What the task asks =>
Using the review of The Bourne Identity, answer each question:
1. What running time is listed for the film?
2. Which author wrote the story the plot is based on?
3. What score does the reviewer give the film?

Starring: Matt Damon, Franka Potente, Chris Cooper
Director: Doug Liman
Running Time: 118 mins
The Bourne Identity is an American film about a man who is found unconscious in the sea, with two bullets in his back. When he awakes, he has completely forgotten his identity, leaving him to go on a mission around Europe to find out who he really was, and what role he played in a seemingly sinister movement.
I loved this film. It’s a rapid-fire, tense and always unpredictable thriller that keeps you totally intrigued in its mystery right to the end, making it one of the best modern thrillers of all. With top-quality performances from Matt Damon and Franka Potente in the lead roles, as well as some interesting and effective directing from Doug Liman, the film is always full of energy and life, making it all the more engaging to watch all along.
First off, the best thing that I can say about The Bourne Identity is that it has its own unique style. Whilst clearly inspired by Cold War thrillers, it’s effectively a crime/espionage film that doesn’t try to mimic James Bond, nor does it go for big action and explosions in a similar vein to the Mission: Impossible series. The Bourne Identity is a clear, simple and exciting film that centres most importantly on its plot, and that’s what makes it a truly fascinating watch.
Based on an ingenious and complex story by author Robert Ludlum, the plot is expertly adapted for the big screen. Never over-compensating on visual thrills, The Bourne Identity’s strongest and most enthralling moments come in the quieter scenes where our two leads are trying to uncover a seemingly impossible mystery.
Again, instead of going for a James Bond-ish flirtatious relationship between the leads, Matt Damon and Franka Potente’s characters work brilliantly together in solving this case. Both their performances are brilliant, and their chemistry really helps to make their respective characters’ role in the development of the story all the more convincing.
What I really liked about the film’s plot, however, was how it keeps you guessing right up to the last act. Never rushing into excessive detail or exposition, The Bourne Identity is expertly patient when it comes to giving away small morsels of information leading you towards the conclusion, something that guarantees total unpredictably and maximum intrigue throughout.
Finally, I want to talk about Doug Liman’s directing. Although the film looks (and sounds) like an early 2000s music video at times, Liman’s ability to give the film such a quick and relentless pace, despite its story being so patient with its development, was hugely impressive. If it weren’t for Liman’s expert work in making such effective storytelling, the film would have undoubtedly been missing out on consistent intrigue and thrills, so his directing must be praised.
Overall, I was very impressed with The Bourne Identity. Bravely establishing itself as a serious spy thriller away from 007 and Ethan Hunt, it’s truly intriguing from start to finish. Its lead performances and directing give the film life and vibrancy, whilst its ingenious plot keeps you guessing right up to the last, and that’s why it gets an 8.1 from me.

Data excerpts =>
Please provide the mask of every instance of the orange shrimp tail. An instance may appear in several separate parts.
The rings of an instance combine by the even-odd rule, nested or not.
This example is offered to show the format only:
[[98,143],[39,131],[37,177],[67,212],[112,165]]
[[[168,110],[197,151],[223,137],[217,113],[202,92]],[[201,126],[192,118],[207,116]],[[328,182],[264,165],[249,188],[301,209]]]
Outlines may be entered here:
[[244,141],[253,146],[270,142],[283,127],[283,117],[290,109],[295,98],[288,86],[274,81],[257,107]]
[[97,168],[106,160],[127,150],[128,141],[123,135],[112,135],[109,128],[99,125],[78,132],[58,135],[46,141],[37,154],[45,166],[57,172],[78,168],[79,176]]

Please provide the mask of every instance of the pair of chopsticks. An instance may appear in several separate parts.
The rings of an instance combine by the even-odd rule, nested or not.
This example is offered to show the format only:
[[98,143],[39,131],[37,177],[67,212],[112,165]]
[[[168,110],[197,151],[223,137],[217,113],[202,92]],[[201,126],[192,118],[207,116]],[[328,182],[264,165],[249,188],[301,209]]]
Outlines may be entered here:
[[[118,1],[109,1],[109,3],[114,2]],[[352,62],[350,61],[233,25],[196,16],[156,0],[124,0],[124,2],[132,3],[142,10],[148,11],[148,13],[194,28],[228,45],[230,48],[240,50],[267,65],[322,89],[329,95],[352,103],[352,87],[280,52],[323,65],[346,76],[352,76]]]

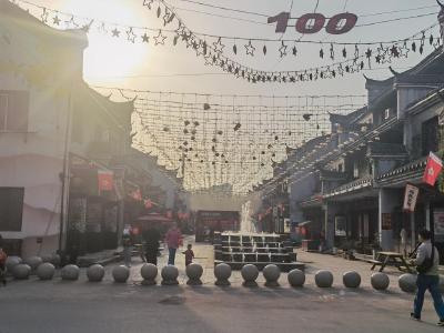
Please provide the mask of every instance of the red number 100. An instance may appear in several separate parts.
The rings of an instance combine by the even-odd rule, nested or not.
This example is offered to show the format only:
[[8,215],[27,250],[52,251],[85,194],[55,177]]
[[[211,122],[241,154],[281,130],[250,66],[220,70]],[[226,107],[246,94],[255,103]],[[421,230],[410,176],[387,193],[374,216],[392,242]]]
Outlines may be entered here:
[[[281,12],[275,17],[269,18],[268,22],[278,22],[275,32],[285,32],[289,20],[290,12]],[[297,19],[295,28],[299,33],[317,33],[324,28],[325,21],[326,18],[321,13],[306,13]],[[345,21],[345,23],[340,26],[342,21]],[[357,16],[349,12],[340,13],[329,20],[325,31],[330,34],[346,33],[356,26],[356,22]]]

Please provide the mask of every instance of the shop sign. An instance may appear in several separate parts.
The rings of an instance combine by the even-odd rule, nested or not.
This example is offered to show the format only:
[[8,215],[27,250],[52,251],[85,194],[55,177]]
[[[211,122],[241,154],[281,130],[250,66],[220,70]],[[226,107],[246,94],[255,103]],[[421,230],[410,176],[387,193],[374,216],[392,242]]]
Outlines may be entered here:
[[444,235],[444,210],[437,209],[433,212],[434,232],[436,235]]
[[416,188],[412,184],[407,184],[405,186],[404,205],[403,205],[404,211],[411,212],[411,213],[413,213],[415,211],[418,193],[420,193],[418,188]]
---
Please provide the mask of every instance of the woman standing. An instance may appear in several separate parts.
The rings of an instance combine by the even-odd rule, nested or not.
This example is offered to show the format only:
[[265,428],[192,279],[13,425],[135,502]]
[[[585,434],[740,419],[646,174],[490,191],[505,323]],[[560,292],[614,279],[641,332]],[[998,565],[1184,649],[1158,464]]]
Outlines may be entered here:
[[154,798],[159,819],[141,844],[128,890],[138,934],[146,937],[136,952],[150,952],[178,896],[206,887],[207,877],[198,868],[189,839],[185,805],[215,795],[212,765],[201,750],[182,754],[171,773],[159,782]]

Response box =>
1. 118 mins
2. Robert Ludlum
3. 8.1